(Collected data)
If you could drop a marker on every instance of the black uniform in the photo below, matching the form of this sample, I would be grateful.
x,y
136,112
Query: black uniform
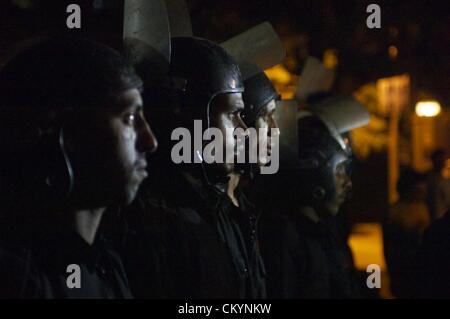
x,y
38,268
323,260
238,228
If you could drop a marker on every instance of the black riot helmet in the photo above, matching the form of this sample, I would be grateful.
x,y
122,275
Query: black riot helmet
x,y
318,156
200,70
42,90
259,91
315,143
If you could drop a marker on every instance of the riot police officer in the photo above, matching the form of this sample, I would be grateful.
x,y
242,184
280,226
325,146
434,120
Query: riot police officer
x,y
74,139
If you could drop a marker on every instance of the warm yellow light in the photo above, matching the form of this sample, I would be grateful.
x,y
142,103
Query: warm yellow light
x,y
428,108
330,59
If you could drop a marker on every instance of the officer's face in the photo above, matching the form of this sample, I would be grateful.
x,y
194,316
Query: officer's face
x,y
113,146
226,116
263,124
342,183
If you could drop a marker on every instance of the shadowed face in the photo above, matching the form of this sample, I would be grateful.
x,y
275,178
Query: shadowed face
x,y
342,183
264,123
110,147
226,116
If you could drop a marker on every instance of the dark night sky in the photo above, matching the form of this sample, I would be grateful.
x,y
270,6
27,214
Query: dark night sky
x,y
419,29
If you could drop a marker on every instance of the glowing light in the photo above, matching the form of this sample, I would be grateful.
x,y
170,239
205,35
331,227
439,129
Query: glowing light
x,y
393,52
330,59
428,108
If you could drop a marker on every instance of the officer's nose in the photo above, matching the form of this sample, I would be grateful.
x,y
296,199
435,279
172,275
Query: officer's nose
x,y
147,142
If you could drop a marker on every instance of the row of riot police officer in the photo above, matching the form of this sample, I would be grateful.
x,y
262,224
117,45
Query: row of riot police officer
x,y
76,201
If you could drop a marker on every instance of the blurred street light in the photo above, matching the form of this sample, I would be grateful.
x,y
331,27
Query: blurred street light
x,y
428,108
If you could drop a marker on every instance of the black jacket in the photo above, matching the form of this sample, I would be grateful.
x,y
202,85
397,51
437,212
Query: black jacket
x,y
177,246
37,268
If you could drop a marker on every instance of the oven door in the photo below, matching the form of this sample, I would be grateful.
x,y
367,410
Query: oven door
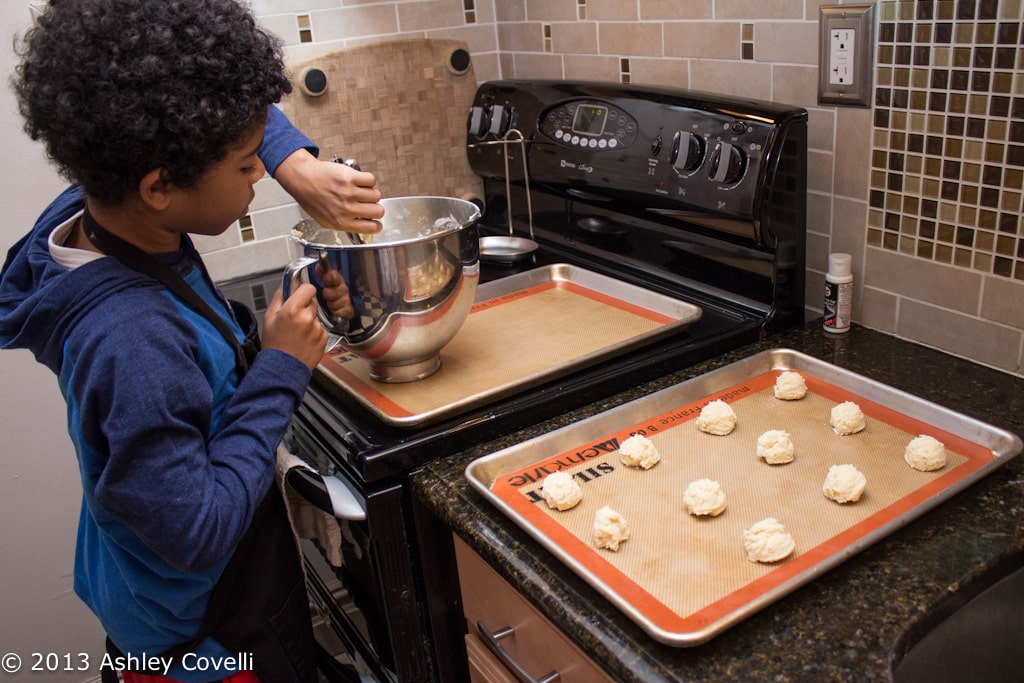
x,y
377,601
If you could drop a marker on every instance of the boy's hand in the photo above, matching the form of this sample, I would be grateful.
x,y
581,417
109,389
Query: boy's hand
x,y
336,196
292,326
336,294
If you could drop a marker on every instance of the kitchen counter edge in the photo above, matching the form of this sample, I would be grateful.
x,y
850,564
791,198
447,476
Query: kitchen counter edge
x,y
853,623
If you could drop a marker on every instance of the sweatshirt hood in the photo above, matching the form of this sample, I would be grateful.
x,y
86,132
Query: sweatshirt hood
x,y
40,300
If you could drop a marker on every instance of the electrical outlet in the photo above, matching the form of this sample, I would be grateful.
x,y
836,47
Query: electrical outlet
x,y
846,54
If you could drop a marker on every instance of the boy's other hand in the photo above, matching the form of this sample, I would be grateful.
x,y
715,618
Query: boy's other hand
x,y
335,195
336,294
292,326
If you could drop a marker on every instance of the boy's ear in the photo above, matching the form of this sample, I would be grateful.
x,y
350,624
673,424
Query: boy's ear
x,y
154,190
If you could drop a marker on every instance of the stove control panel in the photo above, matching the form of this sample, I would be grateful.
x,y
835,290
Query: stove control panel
x,y
589,125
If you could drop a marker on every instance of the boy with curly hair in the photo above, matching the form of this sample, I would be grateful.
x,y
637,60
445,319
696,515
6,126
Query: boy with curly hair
x,y
161,113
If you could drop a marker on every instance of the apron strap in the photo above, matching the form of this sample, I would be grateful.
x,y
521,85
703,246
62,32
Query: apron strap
x,y
138,260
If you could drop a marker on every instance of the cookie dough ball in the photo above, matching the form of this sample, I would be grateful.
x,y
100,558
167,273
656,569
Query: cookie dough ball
x,y
704,497
561,491
844,483
609,528
847,418
775,446
791,386
926,454
768,542
717,418
638,451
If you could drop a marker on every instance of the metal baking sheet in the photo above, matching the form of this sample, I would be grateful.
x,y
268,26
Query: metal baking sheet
x,y
684,580
523,330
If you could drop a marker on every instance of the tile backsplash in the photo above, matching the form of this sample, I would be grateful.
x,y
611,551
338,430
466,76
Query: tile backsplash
x,y
924,187
947,163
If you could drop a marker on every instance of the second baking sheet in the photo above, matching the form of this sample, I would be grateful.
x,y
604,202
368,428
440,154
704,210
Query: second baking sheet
x,y
686,579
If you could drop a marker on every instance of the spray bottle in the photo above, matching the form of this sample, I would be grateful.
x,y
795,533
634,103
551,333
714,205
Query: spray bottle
x,y
839,293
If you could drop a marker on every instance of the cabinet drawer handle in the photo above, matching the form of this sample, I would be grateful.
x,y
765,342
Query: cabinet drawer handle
x,y
491,640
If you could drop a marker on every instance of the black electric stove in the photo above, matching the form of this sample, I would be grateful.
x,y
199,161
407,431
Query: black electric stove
x,y
694,196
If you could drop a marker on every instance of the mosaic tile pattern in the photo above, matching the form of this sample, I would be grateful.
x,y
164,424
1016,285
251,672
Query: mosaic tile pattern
x,y
947,165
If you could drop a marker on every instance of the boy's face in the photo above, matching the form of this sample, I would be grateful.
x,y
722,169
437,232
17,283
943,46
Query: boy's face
x,y
223,193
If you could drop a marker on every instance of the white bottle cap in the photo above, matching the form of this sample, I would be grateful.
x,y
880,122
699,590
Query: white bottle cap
x,y
839,264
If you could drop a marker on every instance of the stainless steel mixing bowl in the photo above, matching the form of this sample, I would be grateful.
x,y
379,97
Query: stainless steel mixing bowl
x,y
412,286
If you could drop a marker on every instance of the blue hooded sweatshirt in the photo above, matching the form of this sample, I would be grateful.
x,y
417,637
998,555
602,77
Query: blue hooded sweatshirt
x,y
175,453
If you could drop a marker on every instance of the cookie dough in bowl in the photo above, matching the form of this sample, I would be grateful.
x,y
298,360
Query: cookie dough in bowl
x,y
717,418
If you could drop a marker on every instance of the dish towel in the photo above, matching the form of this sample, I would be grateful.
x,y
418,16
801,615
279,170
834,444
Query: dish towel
x,y
308,521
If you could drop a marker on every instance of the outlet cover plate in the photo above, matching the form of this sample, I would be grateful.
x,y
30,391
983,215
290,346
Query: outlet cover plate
x,y
839,19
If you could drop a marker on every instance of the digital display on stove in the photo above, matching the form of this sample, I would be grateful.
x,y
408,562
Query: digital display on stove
x,y
590,119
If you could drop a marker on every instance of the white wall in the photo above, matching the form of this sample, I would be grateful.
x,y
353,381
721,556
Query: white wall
x,y
39,482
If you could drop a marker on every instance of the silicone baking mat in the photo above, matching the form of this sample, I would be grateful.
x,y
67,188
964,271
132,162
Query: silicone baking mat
x,y
686,579
522,330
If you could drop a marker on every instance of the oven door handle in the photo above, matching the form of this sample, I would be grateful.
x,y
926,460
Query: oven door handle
x,y
328,494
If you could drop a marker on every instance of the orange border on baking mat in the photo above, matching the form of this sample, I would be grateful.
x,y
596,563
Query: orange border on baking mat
x,y
336,366
657,612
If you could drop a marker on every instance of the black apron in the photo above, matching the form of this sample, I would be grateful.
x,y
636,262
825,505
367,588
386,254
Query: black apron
x,y
259,605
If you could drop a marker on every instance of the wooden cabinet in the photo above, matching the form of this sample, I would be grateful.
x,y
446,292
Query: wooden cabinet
x,y
522,637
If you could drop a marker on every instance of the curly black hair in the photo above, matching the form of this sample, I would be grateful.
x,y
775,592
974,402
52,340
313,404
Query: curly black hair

- [PROBLEM]
Rewrite all the entries above, replacing "drop a marker" with "place a dot" and keeping everything else the same. Omit the pictures from your answer.

- [THE OUTPUT]
If you could place a dot on every instance of the black uniform in the photo below, matching the form of this sample, I would be grateful.
x,y
136,112
Query: black uniform
x,y
38,268
323,260
238,228
If you could place a dot on every instance of the black riot helmet in the photo above, matching the form of this sample, I would be grateful.
x,y
122,275
Query: black riot helmet
x,y
318,156
200,70
42,90
259,91
315,143
If you could place a dot on every instance of the riot police officer in the photo above, matching the form of this sample, I would be grateful.
x,y
242,184
280,226
325,146
434,120
Query: riot police officer
x,y
74,139
If you could place a dot on every instance of the warm yellow light in the photo above, matching the form of this sample, I would be grateful.
x,y
142,103
Query: warm yellow light
x,y
428,108
330,59
If you could place a dot on every instance of the officer's face in the photo above, matching the form of this sample, I would be grateful.
x,y
194,316
Query: officer's face
x,y
113,146
226,116
263,124
342,183
If you could place a dot on every instance of the shadowed face in the photo above, matching the form of this sample, I would be grateful.
x,y
275,178
Query: shadowed face
x,y
342,183
264,123
110,147
226,116
If you could place a dot on every instance of the dark night sky in the photo above, matching the form of this sample, I would be grateful.
x,y
270,6
27,214
Query: dark night sky
x,y
419,29
If you could place a dot on every instance of the glowing light in the photo above, matching the form of this sample, I would be grateful.
x,y
170,239
205,35
331,227
439,129
Query: glowing light
x,y
393,52
330,59
428,108
If you could place a dot on every instance of the officer's nose in the photo above, matching the form of this sample, I would be grateful.
x,y
296,199
435,279
172,275
Query: officer's nose
x,y
147,142
If you could place a dot on every instance of the row of riot police officer in the photo above, matching the form of this sample, I would be grateful.
x,y
262,224
117,45
Query: row of riot police officer
x,y
76,201
If you could place a dot on every instance of the blurred street light in the photo above, matching the form of this sample, I would be grateful.
x,y
331,27
Query: blurred street light
x,y
428,108
If you could place a dot on every instance of the black jacket in the photo above, matching the form of this sample, I would be grateful.
x,y
202,85
397,51
437,212
Query: black jacket
x,y
177,246
37,268
If you could place a dot on every instance of the oven door in the photo below, matching the form of this sample, I would be grateful.
x,y
367,410
Query: oven door
x,y
377,601
If you could place a dot on every instance of the boy's hand in the photo above, matching the form of this sample, I would be grateful.
x,y
581,417
109,389
Query: boy's hand
x,y
336,196
292,326
336,294
If you could place a dot on every instance of the kitchen counter edge in the photo above, matching the form of this sample, I would be grateful.
x,y
850,564
791,198
447,476
Query: kitchen counter edge
x,y
853,623
If you could place a dot on every instance of the sweatshirt hood in the photo above, matching the form of this sample, I would be grateful.
x,y
86,132
Query: sweatshirt hood
x,y
40,300
If you could place a dot on every instance of the electrical outlet in the photo above, matching the form of this sample, I would be grateful.
x,y
836,47
Query: electrical outlet
x,y
846,54
If you could place a dot on every instance of the boy's other hand in the photo above, matching the form of this sample, I would be grateful.
x,y
715,618
Query: boy's other hand
x,y
335,195
336,294
292,326
If you could place a dot on every instance of the boy's ear in the photo above, matching the form of this sample, I would be grateful.
x,y
350,624
673,424
Query: boy's ear
x,y
154,190
If you could place a dot on every instance of the stove control panel in the photo above, matching the form of this sample, I would be grateful.
x,y
835,290
Query: stove control panel
x,y
589,125
If you could place a dot on every instance of the boy with curly hair in the photo above, matching the form of this sample, I would be grateful.
x,y
637,60
445,319
696,515
6,126
Query: boy with curly hair
x,y
161,113
If you could place a dot on every instance of the apron strap in the photo above, matching the form of this sample, I would be grateful.
x,y
521,85
703,246
62,32
Query: apron strap
x,y
138,260
If you could place a dot on every instance of the cookie dough ball in the photo above, matching the form of this sample, I would be grateful.
x,y
100,558
167,273
656,569
Query: cookie dough ball
x,y
704,497
561,491
844,483
609,528
847,418
775,446
791,386
926,454
768,542
717,418
638,451
If you could place a dot on every instance of the metal baking sheet in the photo above, matching the form of this sample, I would be grateful.
x,y
268,26
Query: metal baking sheet
x,y
684,580
523,330
If you could place a dot on every instance of the tile backsplash in the photo above, matching the form of this sample, I would be grateful.
x,y
611,551
338,430
466,76
Query: tile backsplash
x,y
924,187
947,163
If you could place a dot on every instance of the second baking sheet in the photo above, matching the form of this sample, I would be grateful.
x,y
604,202
368,428
440,154
704,210
Query: second baking sheet
x,y
686,579
If you could place a dot on every instance of the spray bottle in the photo above, matching the form of this sample, I would be grateful.
x,y
795,533
634,103
551,333
714,205
Query: spray bottle
x,y
839,293
If you could place a dot on every instance of the cabinet drawer handle in the photo above, matching the form of this sample, I would be grateful.
x,y
765,342
Query: cabinet drawer handle
x,y
491,640
If you could place a dot on every instance of the black electric stove in the photo above, matching the form of this sample, I would be grateful.
x,y
199,161
407,431
Query: black electric stove
x,y
694,196
If you could place a dot on every instance of the mosaic tile pattern in the photo above, matching the form of this sample, I would be grateful.
x,y
164,424
1016,285
251,672
Query: mosaic tile pattern
x,y
947,165
If you could place a dot on every instance of the boy's face in the photo above, matching the form of this sample, I would be grateful.
x,y
722,169
437,232
17,283
943,46
Query: boy's face
x,y
223,193
If you could place a dot on every instance of the white bottle cap in the photo above, matching the form of this sample, I would be grateful.
x,y
880,122
699,590
Query: white bottle cap
x,y
839,264
If you could place a dot on every instance of the stainless steel mixing bowl in the photo above, matching the form of this sample, I would be grateful.
x,y
379,97
Query: stainless steel mixing bowl
x,y
412,286
If you could place a dot on every instance of the blue hooded sweatshirt in the photo above, matching the form of this sample, I would be grateful.
x,y
417,637
998,555
602,77
Query: blue hooded sweatshirt
x,y
175,453
If you could place a dot on every instance of the cookie dough in bowl in the photo above, matching the form of this sample, I would be grateful.
x,y
298,360
Query: cookie dough in bowl
x,y
717,418
If you could place a dot on every instance of the dish towel in the photo above, matching the form of this sample, I would be grateful.
x,y
418,16
801,615
279,170
834,444
Query: dish towel
x,y
308,521
If you could place a dot on every instance of the outlet cover plate in the photo above, matching the form of this sample, I would be grateful.
x,y
30,391
983,215
290,346
Query: outlet cover plate
x,y
839,19
If you could place a dot on every instance of the digital display on stove in the photo above, matching the form of this sample, I would be grateful.
x,y
408,562
Query: digital display on stove
x,y
590,119
If you could place a dot on every instance of the white wall in the photo above, matching the form of this sample, I would be grateful.
x,y
353,381
721,556
Query: white wall
x,y
39,482
If you could place a dot on every instance of the silicone baking mat in the photo above, matching the form of this sample, I would be grateful.
x,y
67,188
964,271
132,162
Query: silicone baking mat
x,y
686,579
522,330
If you could place a dot on every instance of the oven door handle in the photo above, matching the form of this sample, I would be grateful.
x,y
926,460
Query: oven door handle
x,y
328,494
If you could place a dot on every instance of the orange border on baking mat in the photo above, matching the form of this sample, I would be grateful.
x,y
596,563
Query: orange border on baking mat
x,y
336,366
657,612
If you could place a dot on every instance of the black apron in the photo above, matching the form of this sample, I would be grateful.
x,y
636,262
825,505
367,588
386,254
Query: black apron
x,y
259,605
If you could place a dot on every instance of the wooden cabinet in the photo above, matching the form of this sample, I would be grateful.
x,y
446,292
Query: wooden cabinet
x,y
522,637
If you could place a dot on every instance of the curly black hair in the photo above, matching the form of this sample, I would be grateful.
x,y
775,592
974,402
52,340
313,404
Query: curly black hair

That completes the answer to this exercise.